- [Brief] Copy the data below word for word, beginning at the line that contains "Hello! I'm working on an inventory count and need the tall" and stopping after the line that contains "721 136 800 214".
* Start *
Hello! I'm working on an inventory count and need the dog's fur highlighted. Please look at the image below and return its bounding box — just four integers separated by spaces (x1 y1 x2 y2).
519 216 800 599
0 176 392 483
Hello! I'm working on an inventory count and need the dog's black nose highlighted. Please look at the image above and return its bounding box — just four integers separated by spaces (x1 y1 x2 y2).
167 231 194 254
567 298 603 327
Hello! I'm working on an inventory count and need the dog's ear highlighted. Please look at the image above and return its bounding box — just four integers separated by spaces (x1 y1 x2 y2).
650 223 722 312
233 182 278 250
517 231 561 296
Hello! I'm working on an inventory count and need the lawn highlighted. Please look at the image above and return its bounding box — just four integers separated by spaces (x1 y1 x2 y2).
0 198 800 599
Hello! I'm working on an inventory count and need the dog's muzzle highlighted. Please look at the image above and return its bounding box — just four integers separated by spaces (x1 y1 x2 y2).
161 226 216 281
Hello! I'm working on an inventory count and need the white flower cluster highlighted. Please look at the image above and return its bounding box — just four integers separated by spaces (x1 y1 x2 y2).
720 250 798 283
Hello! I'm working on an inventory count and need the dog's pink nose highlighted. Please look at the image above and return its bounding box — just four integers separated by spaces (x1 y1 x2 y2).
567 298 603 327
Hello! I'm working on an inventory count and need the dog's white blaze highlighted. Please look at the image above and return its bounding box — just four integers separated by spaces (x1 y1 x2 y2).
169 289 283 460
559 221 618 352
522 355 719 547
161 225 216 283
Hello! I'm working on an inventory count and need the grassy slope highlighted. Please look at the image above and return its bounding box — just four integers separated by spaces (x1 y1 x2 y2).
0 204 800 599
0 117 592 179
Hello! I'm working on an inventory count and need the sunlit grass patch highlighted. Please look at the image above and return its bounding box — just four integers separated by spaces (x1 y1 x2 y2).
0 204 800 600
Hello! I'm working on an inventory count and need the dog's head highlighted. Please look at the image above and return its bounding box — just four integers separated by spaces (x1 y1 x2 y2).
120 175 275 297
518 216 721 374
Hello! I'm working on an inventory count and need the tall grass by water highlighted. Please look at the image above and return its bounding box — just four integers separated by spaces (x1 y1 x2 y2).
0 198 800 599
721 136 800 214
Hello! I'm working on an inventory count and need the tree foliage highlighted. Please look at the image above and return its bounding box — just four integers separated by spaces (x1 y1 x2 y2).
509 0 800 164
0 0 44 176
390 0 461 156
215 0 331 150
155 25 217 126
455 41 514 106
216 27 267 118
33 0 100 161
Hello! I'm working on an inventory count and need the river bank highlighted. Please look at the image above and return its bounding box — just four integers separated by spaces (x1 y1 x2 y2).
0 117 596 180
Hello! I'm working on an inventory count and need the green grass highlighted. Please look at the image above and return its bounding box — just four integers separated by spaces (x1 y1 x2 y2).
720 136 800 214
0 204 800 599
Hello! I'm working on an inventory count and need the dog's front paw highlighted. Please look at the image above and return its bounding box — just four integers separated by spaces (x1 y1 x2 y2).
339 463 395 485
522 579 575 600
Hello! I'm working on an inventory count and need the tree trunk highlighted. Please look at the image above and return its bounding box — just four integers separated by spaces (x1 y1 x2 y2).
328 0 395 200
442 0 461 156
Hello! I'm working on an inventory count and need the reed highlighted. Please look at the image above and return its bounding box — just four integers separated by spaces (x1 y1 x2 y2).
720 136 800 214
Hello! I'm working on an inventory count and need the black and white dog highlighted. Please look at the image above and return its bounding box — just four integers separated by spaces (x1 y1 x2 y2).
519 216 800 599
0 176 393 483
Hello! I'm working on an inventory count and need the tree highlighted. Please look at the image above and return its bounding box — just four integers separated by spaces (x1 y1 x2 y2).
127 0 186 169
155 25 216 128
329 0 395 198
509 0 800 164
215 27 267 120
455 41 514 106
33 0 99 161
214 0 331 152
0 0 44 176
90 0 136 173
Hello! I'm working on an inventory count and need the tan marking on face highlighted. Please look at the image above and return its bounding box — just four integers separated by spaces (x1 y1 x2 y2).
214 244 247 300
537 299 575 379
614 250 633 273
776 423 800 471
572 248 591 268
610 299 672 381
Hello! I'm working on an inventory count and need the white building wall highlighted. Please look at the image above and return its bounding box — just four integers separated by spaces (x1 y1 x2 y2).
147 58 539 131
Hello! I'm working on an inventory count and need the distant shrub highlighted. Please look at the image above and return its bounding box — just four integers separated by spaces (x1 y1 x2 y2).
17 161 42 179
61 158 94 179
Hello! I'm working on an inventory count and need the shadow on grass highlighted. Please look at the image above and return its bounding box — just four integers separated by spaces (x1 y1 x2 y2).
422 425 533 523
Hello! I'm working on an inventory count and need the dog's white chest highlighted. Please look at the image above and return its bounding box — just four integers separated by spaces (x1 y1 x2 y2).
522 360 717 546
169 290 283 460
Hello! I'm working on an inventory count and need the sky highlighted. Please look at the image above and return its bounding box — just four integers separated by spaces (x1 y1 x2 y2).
* End *
- [Exercise solution]
Hello! I'm working on an inventory count and need the tall grass by water highlighted. Please look at the image above and return its bounding box — just four integers separated by spaces (x1 y1 x2 y2).
0 198 800 599
721 136 800 214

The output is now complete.